- Things to do -
(1) Answer these about the dating excerpt:
(a) What type of sparkling wine did the writer buy this time?
(b) What did the writer buy along with that wine?
(c) What does the writer say the other half truly loves?
(2) Which remarks in the dating excerpt are set inside parentheses? Quote each one in full.

- Selection -
════════════════════
The next morning, I woke up and realized that my actions went against what I said I wanted in the first place. If I was truly after sex, here is this beautiful HUMAN BEING WHO ALSO WANTS TO HAVE SEX WITH ME. WHAT IS WRONG WITH YOU?? HAVE SEX WITH THE BEAUTIFUL HUMAN BEING. Fuck it, Friel (I thought pun intended). Put on (er, take off) your big girl pants and figure it out. 

I reached for my phone ... 

I had absolutely no idea what to say or do, so I turned it into a little game in my head where I would text her hours before what to bring. Mostly because 1/2 of me still had to figure out what exactly I wanted, but also the other 1/2 truly loves board games.   

I then went to the store and bought another bottle of sparkling wine (this time a sparkling pinot noir), and a different type of charcuterie plate.

This was all I had to go on, and if I was going to sleep with someone, it felt like poor form to only offer my bodily fluids.

Which is equally hilarious because I've never done ANYTHING like this for a guy before. I wanted to treat her how I would like to be treated. It was such a drastic dating shift, it felt strange, but much like with anything else, I just kept going.

A few hours later I texted her again ... 

My brain went to the mechanics of the evening, and while I've had threesomes before, I was uh, on the receiving end. The shoe being on the other foot, and being the sexual equivalent of "the male" WTF would I be expected to do? The only way to control the uh, ultimate variable, is to pull the voyeur card (which I also happen to be)
════════════════════
- Dataset rows -
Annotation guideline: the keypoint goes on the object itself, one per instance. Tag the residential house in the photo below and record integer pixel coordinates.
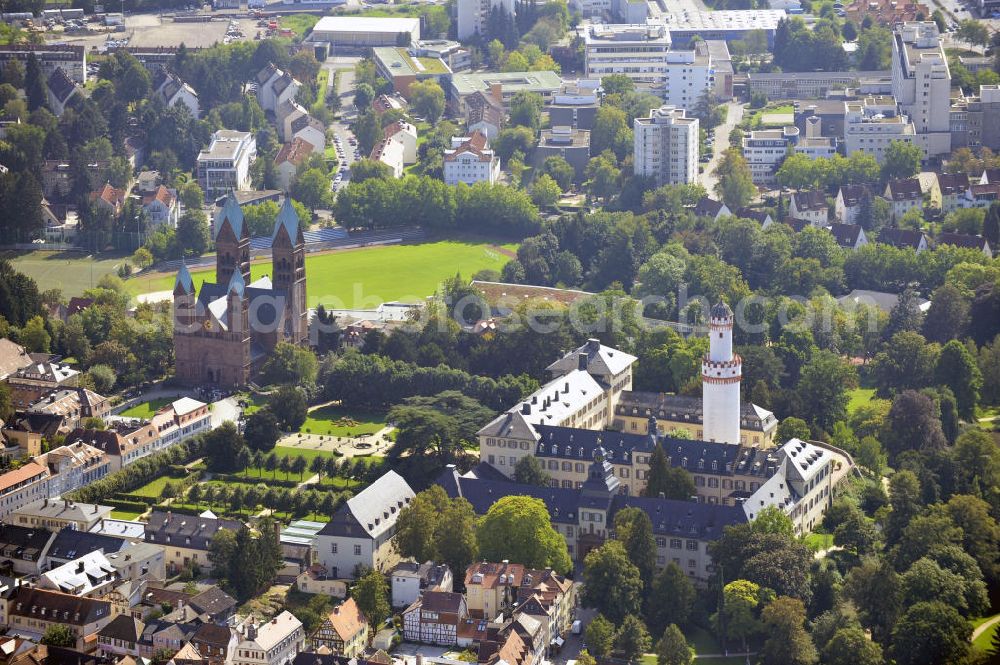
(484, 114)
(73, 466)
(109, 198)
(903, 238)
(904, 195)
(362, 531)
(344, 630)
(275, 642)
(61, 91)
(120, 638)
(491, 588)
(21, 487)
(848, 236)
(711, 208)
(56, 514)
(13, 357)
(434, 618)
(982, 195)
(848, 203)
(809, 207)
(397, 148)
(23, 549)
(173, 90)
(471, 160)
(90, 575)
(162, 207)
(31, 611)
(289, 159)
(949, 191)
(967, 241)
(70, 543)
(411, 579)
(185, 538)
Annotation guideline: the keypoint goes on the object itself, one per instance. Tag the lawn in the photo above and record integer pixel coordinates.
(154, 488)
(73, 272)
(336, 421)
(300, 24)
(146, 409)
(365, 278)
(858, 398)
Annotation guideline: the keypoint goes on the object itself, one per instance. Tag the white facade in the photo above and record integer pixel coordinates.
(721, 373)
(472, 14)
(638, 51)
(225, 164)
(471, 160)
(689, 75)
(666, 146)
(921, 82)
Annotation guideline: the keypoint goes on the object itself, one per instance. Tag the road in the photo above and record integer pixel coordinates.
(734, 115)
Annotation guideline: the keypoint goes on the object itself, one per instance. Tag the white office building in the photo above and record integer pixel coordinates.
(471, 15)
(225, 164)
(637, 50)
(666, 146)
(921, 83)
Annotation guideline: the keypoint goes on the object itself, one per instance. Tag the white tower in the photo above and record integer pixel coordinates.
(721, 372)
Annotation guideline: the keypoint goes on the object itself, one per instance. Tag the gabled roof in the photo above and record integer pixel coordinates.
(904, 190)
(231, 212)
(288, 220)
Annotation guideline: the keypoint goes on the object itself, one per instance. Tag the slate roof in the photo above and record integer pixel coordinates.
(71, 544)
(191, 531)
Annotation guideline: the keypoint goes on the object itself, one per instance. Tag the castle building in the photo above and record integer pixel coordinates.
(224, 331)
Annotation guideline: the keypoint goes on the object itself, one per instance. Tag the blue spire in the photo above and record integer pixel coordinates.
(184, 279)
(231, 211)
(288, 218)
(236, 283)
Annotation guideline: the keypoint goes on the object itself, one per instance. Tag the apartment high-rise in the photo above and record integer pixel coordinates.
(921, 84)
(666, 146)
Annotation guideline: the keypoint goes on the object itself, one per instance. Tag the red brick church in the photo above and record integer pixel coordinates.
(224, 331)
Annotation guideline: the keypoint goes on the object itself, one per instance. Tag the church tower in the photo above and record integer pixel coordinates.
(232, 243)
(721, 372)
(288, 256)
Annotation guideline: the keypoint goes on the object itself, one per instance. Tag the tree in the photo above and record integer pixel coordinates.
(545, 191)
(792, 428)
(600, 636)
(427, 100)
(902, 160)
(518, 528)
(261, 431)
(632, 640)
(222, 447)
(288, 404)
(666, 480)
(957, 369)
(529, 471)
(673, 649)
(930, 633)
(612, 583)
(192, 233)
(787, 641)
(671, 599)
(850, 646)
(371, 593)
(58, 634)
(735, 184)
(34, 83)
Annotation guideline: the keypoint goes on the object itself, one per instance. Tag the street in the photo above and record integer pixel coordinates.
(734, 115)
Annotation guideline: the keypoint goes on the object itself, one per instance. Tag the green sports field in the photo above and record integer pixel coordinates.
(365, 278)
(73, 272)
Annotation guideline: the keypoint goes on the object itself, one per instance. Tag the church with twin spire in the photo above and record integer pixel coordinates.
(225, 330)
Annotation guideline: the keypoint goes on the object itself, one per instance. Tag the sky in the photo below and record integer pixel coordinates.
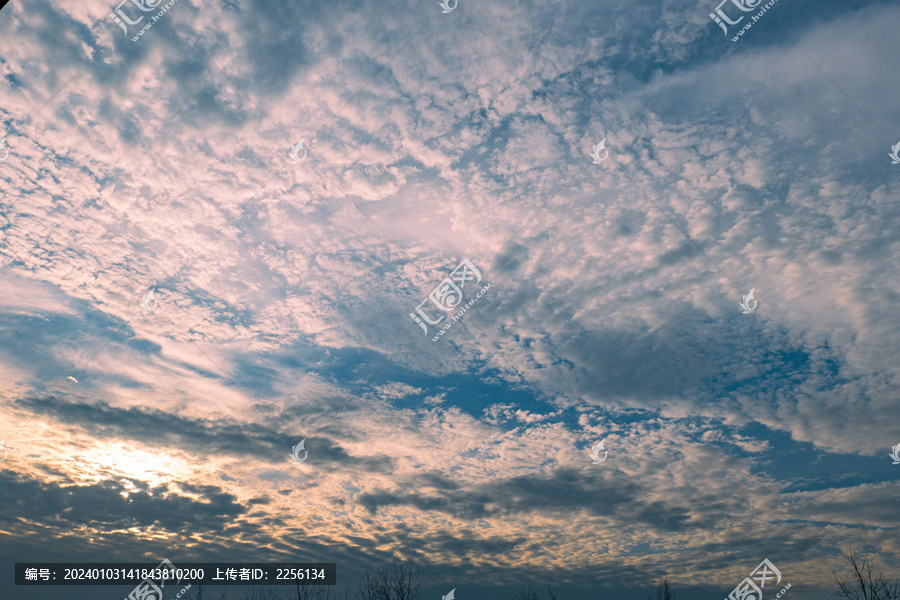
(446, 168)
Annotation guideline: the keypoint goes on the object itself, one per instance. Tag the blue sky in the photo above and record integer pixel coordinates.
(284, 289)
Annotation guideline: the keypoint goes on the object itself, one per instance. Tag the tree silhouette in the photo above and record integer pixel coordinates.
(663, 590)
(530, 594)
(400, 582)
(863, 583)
════════════════════
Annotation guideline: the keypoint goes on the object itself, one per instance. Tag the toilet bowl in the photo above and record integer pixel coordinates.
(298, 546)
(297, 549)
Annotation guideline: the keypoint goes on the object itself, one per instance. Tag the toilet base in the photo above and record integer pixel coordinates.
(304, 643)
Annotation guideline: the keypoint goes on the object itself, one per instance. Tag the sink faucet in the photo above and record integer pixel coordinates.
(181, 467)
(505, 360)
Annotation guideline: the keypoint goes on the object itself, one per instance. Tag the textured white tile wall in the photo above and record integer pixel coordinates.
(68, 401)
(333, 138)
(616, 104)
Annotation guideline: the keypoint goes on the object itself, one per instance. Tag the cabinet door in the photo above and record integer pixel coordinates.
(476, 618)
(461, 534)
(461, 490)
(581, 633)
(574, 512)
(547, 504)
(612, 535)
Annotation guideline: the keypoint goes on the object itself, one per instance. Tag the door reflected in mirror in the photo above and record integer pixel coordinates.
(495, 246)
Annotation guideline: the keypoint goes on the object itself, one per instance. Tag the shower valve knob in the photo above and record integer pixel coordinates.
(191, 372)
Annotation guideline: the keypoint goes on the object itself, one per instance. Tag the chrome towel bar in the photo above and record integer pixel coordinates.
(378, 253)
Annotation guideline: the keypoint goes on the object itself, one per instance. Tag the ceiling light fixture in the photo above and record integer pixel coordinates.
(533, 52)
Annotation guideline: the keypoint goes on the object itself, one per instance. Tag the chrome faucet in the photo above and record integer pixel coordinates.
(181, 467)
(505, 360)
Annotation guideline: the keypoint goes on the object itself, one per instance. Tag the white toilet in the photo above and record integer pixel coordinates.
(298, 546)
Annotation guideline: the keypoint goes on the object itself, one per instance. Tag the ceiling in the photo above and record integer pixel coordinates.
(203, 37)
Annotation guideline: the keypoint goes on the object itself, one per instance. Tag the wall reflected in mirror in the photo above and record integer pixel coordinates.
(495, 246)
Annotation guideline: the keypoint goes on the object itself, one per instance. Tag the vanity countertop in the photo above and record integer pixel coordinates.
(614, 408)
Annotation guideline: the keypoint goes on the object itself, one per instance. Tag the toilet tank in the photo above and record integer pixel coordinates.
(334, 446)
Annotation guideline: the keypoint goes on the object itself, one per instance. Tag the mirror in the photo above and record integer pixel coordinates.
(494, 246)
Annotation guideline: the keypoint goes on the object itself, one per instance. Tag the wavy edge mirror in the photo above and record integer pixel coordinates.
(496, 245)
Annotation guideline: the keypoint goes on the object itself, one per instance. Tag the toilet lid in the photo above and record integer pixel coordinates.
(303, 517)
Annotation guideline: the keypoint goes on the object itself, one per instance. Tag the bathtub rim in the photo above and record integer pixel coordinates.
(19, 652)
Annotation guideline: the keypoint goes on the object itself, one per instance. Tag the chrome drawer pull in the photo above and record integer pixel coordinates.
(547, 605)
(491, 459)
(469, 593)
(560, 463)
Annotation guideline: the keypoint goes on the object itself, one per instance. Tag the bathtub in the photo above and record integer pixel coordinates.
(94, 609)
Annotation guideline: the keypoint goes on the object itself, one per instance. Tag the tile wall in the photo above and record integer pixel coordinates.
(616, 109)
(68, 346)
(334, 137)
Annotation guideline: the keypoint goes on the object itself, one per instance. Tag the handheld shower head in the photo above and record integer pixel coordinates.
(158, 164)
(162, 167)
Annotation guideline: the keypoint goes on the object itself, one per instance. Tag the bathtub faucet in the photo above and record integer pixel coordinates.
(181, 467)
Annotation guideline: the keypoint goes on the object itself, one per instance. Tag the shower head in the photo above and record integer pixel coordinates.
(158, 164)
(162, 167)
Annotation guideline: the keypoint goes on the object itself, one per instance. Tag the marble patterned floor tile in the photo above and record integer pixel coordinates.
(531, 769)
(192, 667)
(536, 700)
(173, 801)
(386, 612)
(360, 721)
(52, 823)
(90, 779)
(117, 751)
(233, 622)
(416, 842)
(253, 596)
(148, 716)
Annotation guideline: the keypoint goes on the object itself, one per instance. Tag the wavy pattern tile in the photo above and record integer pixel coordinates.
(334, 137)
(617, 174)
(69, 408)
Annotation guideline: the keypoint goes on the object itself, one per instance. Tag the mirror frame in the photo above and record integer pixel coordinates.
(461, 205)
════════════════════
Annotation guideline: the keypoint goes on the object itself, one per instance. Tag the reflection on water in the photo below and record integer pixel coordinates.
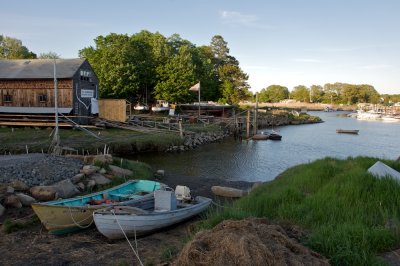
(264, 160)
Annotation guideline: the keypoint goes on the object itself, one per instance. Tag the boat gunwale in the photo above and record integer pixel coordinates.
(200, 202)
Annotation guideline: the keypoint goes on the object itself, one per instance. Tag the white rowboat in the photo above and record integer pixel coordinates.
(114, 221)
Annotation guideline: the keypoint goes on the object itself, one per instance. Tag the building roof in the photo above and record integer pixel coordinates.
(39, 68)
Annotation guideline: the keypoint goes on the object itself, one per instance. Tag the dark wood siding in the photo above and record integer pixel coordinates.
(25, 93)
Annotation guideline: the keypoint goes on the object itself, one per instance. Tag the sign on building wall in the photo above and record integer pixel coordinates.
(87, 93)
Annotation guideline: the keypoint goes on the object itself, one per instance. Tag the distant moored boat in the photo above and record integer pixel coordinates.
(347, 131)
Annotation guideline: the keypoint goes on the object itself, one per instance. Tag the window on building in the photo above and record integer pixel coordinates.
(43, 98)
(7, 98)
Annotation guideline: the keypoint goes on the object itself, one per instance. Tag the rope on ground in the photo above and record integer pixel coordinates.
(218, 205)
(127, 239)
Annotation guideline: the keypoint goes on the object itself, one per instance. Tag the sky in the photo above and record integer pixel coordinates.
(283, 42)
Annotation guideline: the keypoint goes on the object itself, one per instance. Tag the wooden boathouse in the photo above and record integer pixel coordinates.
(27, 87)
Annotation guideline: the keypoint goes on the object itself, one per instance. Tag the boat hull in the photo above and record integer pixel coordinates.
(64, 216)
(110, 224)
════════════════════
- Answers below -
(1)
(a) A sparkling pinot noir.
(b) A different type of charcuterie plate.
(c) Board games.

(2)
- (I thought pun intended)
- (er, take off)
- (this time a sparkling pinot noir)
- (which I also happen to be)